Write out every line again, from the start of the data down to the line containing "[[213, 396], [428, 387]]", and shift each coordinate in the answers by adding 97 to it. Leave all other numbers unchanged.

Extracted records:
__________

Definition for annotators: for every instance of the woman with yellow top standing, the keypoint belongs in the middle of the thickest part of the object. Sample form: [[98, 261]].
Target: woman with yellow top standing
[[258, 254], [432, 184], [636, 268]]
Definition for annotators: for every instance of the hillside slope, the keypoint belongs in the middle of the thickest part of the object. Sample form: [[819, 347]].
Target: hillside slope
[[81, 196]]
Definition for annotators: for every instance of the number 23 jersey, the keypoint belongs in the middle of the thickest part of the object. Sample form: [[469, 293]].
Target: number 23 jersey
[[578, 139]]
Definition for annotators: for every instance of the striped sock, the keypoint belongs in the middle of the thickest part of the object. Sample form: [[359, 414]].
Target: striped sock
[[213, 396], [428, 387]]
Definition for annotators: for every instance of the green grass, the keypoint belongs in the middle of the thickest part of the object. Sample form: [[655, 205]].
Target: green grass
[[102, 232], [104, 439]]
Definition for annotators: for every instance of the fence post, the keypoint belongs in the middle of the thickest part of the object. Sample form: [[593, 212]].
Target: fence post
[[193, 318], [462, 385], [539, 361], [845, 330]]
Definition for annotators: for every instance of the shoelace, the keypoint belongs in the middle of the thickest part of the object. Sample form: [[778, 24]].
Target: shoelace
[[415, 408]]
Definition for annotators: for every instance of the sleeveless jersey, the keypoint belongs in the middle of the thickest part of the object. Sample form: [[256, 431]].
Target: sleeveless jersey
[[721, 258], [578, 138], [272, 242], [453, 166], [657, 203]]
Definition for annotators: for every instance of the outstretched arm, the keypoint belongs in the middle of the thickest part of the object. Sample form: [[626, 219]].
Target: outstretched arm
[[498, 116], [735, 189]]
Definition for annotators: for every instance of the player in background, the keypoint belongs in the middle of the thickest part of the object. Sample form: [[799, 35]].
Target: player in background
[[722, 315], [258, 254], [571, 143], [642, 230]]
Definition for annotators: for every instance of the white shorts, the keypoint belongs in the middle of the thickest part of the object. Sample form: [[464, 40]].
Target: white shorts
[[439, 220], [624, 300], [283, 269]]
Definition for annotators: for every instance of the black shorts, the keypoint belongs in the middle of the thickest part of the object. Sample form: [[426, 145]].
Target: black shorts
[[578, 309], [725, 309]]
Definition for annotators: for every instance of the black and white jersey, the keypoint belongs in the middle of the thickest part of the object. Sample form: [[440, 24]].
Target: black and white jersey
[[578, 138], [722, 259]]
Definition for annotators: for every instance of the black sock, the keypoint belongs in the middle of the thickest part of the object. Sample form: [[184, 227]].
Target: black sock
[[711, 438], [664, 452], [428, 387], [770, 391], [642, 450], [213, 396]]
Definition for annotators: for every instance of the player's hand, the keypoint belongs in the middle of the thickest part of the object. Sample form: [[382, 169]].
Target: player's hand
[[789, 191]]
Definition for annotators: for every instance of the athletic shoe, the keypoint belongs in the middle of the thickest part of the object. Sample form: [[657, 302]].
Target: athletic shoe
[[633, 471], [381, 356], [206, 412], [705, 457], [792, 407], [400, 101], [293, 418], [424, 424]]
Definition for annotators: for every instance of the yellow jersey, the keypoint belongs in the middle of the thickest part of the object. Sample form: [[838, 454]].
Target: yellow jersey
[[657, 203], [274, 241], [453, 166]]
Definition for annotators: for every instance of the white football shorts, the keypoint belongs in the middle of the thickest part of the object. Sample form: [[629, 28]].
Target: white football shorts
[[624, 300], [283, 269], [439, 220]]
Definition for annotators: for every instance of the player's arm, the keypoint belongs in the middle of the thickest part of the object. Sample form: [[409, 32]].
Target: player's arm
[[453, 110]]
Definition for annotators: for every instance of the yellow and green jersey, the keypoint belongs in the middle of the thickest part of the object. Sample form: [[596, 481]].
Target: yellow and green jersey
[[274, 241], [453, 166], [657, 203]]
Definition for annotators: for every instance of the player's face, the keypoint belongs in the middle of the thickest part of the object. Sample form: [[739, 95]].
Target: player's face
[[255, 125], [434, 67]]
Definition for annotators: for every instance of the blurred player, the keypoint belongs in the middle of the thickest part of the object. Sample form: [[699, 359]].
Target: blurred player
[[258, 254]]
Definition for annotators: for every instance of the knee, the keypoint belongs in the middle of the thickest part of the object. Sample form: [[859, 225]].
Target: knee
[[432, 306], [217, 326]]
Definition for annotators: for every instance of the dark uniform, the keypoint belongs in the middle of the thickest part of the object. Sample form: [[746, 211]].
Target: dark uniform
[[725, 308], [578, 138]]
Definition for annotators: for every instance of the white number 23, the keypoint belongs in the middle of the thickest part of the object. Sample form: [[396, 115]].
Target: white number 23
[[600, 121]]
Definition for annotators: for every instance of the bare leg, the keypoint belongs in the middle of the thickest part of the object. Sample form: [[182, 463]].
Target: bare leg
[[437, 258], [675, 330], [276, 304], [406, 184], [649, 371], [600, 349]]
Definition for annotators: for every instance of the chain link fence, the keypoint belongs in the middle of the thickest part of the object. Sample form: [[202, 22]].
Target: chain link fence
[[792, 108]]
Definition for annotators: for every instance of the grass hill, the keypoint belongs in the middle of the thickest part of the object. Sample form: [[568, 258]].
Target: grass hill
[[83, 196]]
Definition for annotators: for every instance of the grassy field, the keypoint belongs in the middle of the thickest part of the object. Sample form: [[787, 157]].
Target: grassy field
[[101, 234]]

__________

_Result_:
Definition for annotators: for every instance of the woman with yellow top standing, the keypoint belongs in the middle of the thickest part of the object. Sample form: [[98, 261]].
Target: woman with yellow top standing
[[355, 351], [529, 281], [733, 365]]
Definition for annotators: for every instance of the hillside slope, the keypoint belongs in the middle of the thickest part of the object. Sample form: [[819, 347]].
Target: hillside slope
[[178, 293]]
Definition for annotators: for every instance of the number 23 jersey, the keypoint belongs in the middle of the thickest part of the object. Sample form: [[469, 293]].
Target: number 23 jersey
[[675, 236]]
Definition for annotators: for every instance of the striped sock, the keypoint belongs in the middle of the thickest part of the object. Sample form: [[359, 414]].
Target: striped sock
[[310, 493], [525, 484]]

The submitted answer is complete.